Avec Notre École (tragi-comédie), Stéphane Schoukroun et Jana Klein prolongent leurs actions culturelles en cursus primaire et secondaire par un spectacle sur le sujet, nourri de leur expérience en tant qu’artistes engagés et parents impliqués. En quatuor au plateau, à mi-chemin entre le théâtre documentaire et le théâtre musical, ils inventent une forme captivante en écho aux dédales de la vie scolaire.
« Rendez-nous la sieste ! » Au théâtre, parfois, une phrase sort du lot, nous éclabousse la figure et provoque, contre toute attente, un éclat de rire déflagrateur. D’autant plus si elle résume à elle seule bien des enjeux du spectacle, et porte en elle le potentiel de devenir culte. Prononcée par l’un des élèves que l’on entend au cours de la dernière création de la Compagnie (S)-Vrai consacrée à l’école, elle véhicule tout le bon sens propre à la jeunesse et, au-delà, l’épuisement généralisé des parents, des profs, des élèves. En plus d’évoquer l’une des deux tonalités du spectacle contenues dans le titre. En effet, Notre École (tragi-comédie) joue de l’équilibre entre ces deux registres, jamais sentencieux, toujours sur le qui-vive du doute, de la pensée qui bouge, de l’enquête en mouvement, d’une dramaturgie à la fois complexe et labyrinthique, pleine de degrés de réalité et de niveaux de fiction, qui avance au rythme de trois trimestres, et nous fait gravir les paliers successifs de l’école élémentaire, du collège, puis du lycée. En fait, Notre École ressemble à l’architecture d’un établissement scolaire : un entrelacs d’escaliers et de couloirs, de salles de classe et salles des profs, d’étages empilés, de cour de récré et recoins cachés. Un lieu vivant, bruyant, foisonnant, parcouru d’une énergie palpitante, de rêves intenses et de désarrois abyssaux.
::::
__OBJECTIF 1__:
Réécrivez le passage de l’extrait en commençant à « Avec Notre École » et en terminant à « la vie scolaire. », avec « trio » à la place de « quatuor ».
__OBJECTIF 2__:
D’après l’extrait, au rythme de combien de trimestres avance la dramaturgie du spectacle ? Répondez s’il vous plaît en quelques mots.
__OBJECTIF 3__:
Traduisez en anglais cette phrase de l’extrait : « Un lieu vivant, bruyant, foisonnant, parcouru d’une énergie palpitante, de rêves intenses et de désarrois abyssaux. »

__DONNÉES BRUTES__:
::::
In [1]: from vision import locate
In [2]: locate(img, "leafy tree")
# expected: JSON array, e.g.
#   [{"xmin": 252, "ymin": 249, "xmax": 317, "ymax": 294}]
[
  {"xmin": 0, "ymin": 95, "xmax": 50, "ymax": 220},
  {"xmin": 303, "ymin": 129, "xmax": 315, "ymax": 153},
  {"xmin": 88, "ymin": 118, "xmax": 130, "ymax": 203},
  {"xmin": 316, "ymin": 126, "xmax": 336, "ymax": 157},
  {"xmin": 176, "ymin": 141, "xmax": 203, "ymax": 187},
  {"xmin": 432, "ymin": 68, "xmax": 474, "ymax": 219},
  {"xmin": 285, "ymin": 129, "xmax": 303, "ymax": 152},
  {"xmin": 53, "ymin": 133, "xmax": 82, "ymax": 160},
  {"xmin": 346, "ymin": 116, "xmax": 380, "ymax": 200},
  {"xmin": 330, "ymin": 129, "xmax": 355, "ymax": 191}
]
::::
__RÉSULTAT ATTENDU 1__:
Avec Notre École (tragi-comédie), Stéphane Schoukroun et Jana Klein prolongent leurs actions culturelles en cursus primaire et secondaire par un spectacle sur le sujet, nourri de leur expérience en tant qu’artistes engagés et parents impliqués. En trio au plateau, à mi-chemin entre le théâtre documentaire et le théâtre musical, ils inventent une forme captivante en écho aux dédales de la vie scolaire.

__RÉSULTAT ATTENDU 2__:
Trois trimestres.

__RÉSULTAT ATTENDU 3__:
A lively, noisy, teeming place, coursing with pulsing energy, intense dreams, and bottomless dismay.